- Task statement: Of the lines in the listing below, count those containing "lemon". Provide the count and nothing else.
**** Input data ****
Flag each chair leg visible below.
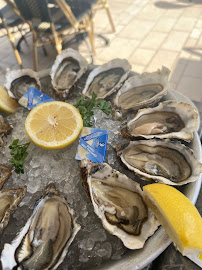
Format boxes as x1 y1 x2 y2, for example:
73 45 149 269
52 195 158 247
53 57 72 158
102 0 116 32
17 26 29 45
2 19 23 68
86 16 95 55
50 23 62 55
32 30 38 71
89 12 95 55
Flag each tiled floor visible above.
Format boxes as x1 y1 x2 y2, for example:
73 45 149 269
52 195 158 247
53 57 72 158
0 0 202 104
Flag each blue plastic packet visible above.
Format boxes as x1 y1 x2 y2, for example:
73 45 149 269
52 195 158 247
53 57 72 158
75 127 108 163
18 87 54 110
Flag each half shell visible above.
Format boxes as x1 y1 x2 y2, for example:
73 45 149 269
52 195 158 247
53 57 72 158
0 187 25 234
113 66 170 118
121 101 199 141
116 140 202 186
82 59 131 99
0 165 12 189
1 183 80 270
5 69 41 101
51 48 88 98
0 115 12 147
80 159 159 249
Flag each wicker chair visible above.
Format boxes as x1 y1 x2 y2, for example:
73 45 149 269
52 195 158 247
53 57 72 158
0 2 27 68
13 0 95 71
90 0 116 33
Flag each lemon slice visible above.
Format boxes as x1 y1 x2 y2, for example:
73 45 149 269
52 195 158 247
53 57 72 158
25 101 83 149
143 183 202 255
0 86 19 114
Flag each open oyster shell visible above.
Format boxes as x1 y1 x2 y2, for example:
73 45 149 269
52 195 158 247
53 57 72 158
0 115 12 147
116 140 202 186
51 48 88 98
121 101 199 141
0 165 12 189
1 183 80 270
113 66 170 119
0 187 25 234
5 69 41 101
82 58 131 99
80 159 159 249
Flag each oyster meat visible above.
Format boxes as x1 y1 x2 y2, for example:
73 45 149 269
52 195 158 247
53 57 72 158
51 48 88 98
0 115 12 147
5 69 41 100
80 159 159 249
113 66 170 118
0 187 25 234
116 140 202 186
0 165 12 189
82 59 131 99
121 101 199 141
1 183 80 270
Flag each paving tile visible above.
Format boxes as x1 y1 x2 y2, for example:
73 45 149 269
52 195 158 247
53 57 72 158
94 11 112 31
185 38 198 47
196 19 202 28
98 37 139 61
118 19 155 40
153 17 177 33
136 4 165 21
117 13 134 26
182 7 201 18
101 24 125 41
130 48 155 66
179 50 192 60
176 76 202 102
131 64 145 74
190 28 202 39
140 31 167 50
161 31 189 51
146 50 178 72
183 60 202 78
108 1 130 9
174 17 196 32
93 57 106 66
164 8 184 19
183 39 201 61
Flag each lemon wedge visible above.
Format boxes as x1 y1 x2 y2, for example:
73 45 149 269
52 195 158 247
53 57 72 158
0 86 19 114
25 101 83 149
143 183 202 255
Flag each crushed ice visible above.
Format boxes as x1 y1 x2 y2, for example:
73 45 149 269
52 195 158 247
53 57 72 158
0 99 131 269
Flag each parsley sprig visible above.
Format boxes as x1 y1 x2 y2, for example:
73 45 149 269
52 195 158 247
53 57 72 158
9 139 31 174
74 93 111 127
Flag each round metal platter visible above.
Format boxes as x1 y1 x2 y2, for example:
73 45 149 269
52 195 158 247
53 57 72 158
2 66 201 270
96 89 202 270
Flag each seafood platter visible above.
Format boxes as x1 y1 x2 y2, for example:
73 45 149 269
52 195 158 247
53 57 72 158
0 48 201 270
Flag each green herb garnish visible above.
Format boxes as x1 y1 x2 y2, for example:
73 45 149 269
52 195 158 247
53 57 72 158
74 93 111 127
9 139 31 174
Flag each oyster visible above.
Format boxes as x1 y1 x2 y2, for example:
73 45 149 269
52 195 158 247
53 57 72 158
116 140 202 186
113 67 170 118
80 159 159 249
82 59 131 99
0 165 12 189
1 183 80 270
51 48 88 98
0 115 12 147
5 69 41 100
121 101 199 141
0 187 25 234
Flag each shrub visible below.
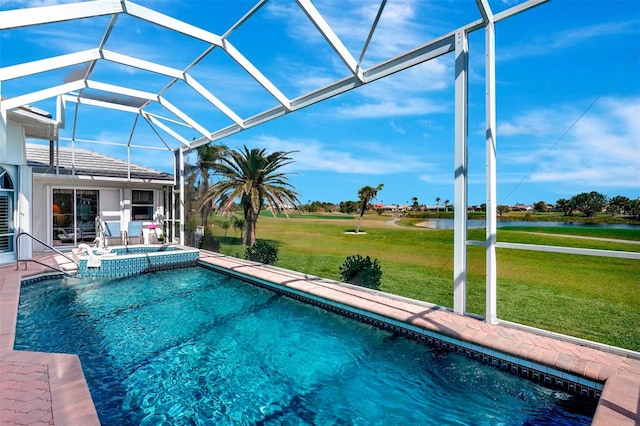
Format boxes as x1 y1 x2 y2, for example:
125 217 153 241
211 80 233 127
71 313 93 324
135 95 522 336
245 240 278 265
339 254 382 290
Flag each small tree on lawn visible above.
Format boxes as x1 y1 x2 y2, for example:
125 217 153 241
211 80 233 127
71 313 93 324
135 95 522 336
356 184 383 233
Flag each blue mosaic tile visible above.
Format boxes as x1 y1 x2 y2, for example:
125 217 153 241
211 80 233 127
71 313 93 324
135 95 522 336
77 247 198 278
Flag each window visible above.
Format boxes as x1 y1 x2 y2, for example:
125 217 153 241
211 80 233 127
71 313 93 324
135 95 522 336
0 167 15 253
132 190 154 220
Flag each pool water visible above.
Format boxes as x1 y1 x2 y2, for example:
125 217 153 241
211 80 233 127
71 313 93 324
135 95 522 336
15 267 595 425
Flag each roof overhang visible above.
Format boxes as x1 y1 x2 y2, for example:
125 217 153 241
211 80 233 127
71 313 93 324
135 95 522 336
7 107 59 141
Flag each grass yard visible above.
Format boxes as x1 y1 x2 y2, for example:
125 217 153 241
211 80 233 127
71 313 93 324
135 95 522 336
207 212 640 351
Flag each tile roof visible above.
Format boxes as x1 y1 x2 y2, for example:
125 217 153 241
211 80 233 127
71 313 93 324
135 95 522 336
26 143 173 182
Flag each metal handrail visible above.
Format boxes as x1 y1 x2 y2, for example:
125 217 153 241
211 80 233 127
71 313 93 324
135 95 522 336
16 231 79 276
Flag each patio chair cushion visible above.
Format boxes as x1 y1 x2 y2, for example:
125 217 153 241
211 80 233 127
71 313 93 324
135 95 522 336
104 221 121 237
****
- Output below: 2